Stored data entries
--- START ---

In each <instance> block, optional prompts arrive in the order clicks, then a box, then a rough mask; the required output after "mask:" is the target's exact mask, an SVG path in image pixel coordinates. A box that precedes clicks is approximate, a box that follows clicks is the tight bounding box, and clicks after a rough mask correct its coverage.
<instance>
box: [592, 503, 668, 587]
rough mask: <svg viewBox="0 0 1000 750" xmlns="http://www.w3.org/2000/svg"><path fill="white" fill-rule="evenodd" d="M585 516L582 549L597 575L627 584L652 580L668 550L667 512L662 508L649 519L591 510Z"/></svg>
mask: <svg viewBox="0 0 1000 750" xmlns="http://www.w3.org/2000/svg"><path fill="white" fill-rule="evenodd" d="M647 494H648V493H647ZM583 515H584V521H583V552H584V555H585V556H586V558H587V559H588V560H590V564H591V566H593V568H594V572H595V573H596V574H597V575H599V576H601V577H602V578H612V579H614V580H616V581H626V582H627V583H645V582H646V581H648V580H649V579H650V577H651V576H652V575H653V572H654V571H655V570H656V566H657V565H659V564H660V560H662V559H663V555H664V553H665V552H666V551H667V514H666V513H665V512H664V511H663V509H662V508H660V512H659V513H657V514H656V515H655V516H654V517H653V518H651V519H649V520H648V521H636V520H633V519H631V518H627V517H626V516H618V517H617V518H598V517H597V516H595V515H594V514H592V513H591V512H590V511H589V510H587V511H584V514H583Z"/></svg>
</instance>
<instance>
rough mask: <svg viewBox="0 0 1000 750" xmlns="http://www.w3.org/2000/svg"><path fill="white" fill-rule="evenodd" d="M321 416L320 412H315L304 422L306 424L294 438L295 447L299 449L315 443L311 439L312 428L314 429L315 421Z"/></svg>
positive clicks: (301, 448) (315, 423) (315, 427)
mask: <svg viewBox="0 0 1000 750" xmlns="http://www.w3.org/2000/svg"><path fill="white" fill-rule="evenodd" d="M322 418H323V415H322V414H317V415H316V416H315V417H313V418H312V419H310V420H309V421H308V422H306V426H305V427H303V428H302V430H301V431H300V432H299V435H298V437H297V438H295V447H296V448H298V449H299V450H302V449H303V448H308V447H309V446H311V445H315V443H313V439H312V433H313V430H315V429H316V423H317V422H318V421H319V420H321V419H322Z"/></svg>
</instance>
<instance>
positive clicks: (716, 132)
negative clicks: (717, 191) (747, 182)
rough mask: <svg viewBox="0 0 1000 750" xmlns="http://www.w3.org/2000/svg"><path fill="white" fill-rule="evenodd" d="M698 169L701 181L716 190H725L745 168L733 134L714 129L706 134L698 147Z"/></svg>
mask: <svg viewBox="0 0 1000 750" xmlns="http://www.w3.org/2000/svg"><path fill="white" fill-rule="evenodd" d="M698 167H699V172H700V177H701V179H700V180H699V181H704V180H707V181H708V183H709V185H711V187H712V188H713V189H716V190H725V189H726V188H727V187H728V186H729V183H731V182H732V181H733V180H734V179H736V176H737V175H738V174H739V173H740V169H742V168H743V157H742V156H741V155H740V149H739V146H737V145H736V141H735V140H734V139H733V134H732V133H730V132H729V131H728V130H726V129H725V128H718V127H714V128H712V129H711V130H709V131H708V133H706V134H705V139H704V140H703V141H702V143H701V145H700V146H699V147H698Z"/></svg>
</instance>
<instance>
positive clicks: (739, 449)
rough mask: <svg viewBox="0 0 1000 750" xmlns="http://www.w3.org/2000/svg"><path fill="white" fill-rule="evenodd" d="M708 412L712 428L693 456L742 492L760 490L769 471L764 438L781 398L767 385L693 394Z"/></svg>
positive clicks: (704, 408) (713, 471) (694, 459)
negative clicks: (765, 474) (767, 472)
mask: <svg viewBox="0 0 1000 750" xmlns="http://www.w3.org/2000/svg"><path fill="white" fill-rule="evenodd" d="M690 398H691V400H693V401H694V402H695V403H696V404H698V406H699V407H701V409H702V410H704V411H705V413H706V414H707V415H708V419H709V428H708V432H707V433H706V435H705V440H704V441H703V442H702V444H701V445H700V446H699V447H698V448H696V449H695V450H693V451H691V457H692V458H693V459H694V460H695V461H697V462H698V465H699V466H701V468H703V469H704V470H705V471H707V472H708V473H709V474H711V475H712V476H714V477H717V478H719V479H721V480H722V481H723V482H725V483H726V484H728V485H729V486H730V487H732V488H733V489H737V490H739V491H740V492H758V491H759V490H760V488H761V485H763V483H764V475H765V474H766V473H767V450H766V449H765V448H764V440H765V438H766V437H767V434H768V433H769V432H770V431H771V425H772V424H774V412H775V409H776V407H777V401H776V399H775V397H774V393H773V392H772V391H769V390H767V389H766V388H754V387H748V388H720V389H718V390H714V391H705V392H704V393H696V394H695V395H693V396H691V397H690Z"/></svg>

--- END ---

** WHAT YOU ARE ASKED TO DO **
Retype all the data exactly, line for line.

** EXPECTED ANSWER **
In each <instance> block, optional prompts arrive in the order clicks, then a box, then a rough mask; the required output after "mask:" is the target's exact mask, an SVG path in image pixel coordinates. A box that precedes clicks is approximate, a box that follows clicks is the tight bounding box, and clicks after a rough mask correct its coverage.
<instance>
box: [592, 503, 668, 587]
rough mask: <svg viewBox="0 0 1000 750" xmlns="http://www.w3.org/2000/svg"><path fill="white" fill-rule="evenodd" d="M585 516L582 549L597 575L627 584L652 580L668 550L667 512L662 508L649 519L591 510Z"/></svg>
mask: <svg viewBox="0 0 1000 750" xmlns="http://www.w3.org/2000/svg"><path fill="white" fill-rule="evenodd" d="M647 494H648V493H647ZM583 515H584V521H583V552H584V555H585V556H586V558H587V559H588V560H590V564H591V566H593V568H594V572H595V573H596V574H597V575H599V576H601V577H602V578H612V579H614V580H616V581H626V582H627V583H645V582H646V581H648V580H649V579H650V577H651V576H652V575H653V572H654V571H655V570H656V566H657V565H659V564H660V560H662V559H663V555H664V553H665V552H666V551H667V514H666V513H665V512H664V511H663V509H662V508H660V512H659V513H657V514H656V515H655V516H654V517H653V518H651V519H649V520H648V521H636V520H633V519H631V518H627V517H626V516H618V517H617V518H598V517H597V516H595V515H594V514H592V513H591V512H590V511H589V510H587V511H584V514H583Z"/></svg>
</instance>
<instance>
rough mask: <svg viewBox="0 0 1000 750" xmlns="http://www.w3.org/2000/svg"><path fill="white" fill-rule="evenodd" d="M321 416L320 412H315L304 422L306 424L294 438L295 447L299 449L315 443L311 439L312 428L314 429L315 421Z"/></svg>
positive clicks: (301, 448) (315, 423) (315, 427)
mask: <svg viewBox="0 0 1000 750" xmlns="http://www.w3.org/2000/svg"><path fill="white" fill-rule="evenodd" d="M322 418H323V415H322V414H317V415H316V416H315V417H313V418H312V419H310V420H309V421H308V422H306V426H305V427H303V428H302V430H301V431H300V432H299V435H298V437H297V438H295V447H296V448H298V449H299V450H302V449H303V448H308V447H309V446H311V445H315V443H313V439H312V433H313V430H315V429H316V423H317V422H318V421H319V420H321V419H322Z"/></svg>
</instance>
<instance>
positive clicks: (716, 132)
negative clicks: (717, 191) (747, 182)
rough mask: <svg viewBox="0 0 1000 750" xmlns="http://www.w3.org/2000/svg"><path fill="white" fill-rule="evenodd" d="M698 169L701 181L716 190H725L745 168L733 134L714 129L706 134L698 147Z"/></svg>
mask: <svg viewBox="0 0 1000 750" xmlns="http://www.w3.org/2000/svg"><path fill="white" fill-rule="evenodd" d="M698 167H699V172H700V177H701V179H700V180H699V181H704V180H707V181H708V183H709V185H711V187H712V188H713V189H716V190H725V189H726V188H727V187H728V186H729V183H731V182H732V181H733V180H734V179H736V176H737V175H738V174H739V173H740V169H742V168H743V157H742V156H741V155H740V149H739V146H737V145H736V141H735V140H734V139H733V134H732V133H730V132H729V131H728V130H726V129H725V128H718V127H714V128H712V129H711V130H709V131H708V133H706V134H705V139H704V140H703V141H702V143H701V145H700V146H699V147H698Z"/></svg>
</instance>
<instance>
positive clicks: (739, 449)
rough mask: <svg viewBox="0 0 1000 750" xmlns="http://www.w3.org/2000/svg"><path fill="white" fill-rule="evenodd" d="M708 412L712 428L693 456L742 492L760 490L769 471L764 438L781 398L767 385L693 394Z"/></svg>
positive clicks: (704, 408) (713, 471) (694, 459)
negative clicks: (765, 474) (767, 472)
mask: <svg viewBox="0 0 1000 750" xmlns="http://www.w3.org/2000/svg"><path fill="white" fill-rule="evenodd" d="M690 398H691V400H693V401H694V402H695V403H696V404H698V406H699V407H701V409H702V410H704V411H705V413H706V414H707V415H708V419H709V428H708V432H707V433H706V435H705V440H704V441H703V442H702V444H701V445H700V446H699V447H698V448H696V449H695V450H693V451H691V457H692V458H693V459H694V460H695V461H697V462H698V465H699V466H701V468H703V469H704V470H705V471H707V472H708V473H709V474H711V475H712V476H714V477H717V478H719V479H721V480H722V481H723V482H725V483H726V484H728V485H729V486H730V487H732V488H733V489H737V490H739V491H740V492H758V491H759V490H760V488H761V485H763V483H764V475H765V474H766V473H767V450H766V449H765V448H764V440H765V438H766V437H767V434H768V433H769V432H770V431H771V425H772V424H774V412H775V409H776V407H777V401H776V399H775V397H774V393H773V392H772V391H769V390H767V389H766V388H754V387H748V388H720V389H718V390H714V391H705V392H704V393H696V394H695V395H693V396H691V397H690Z"/></svg>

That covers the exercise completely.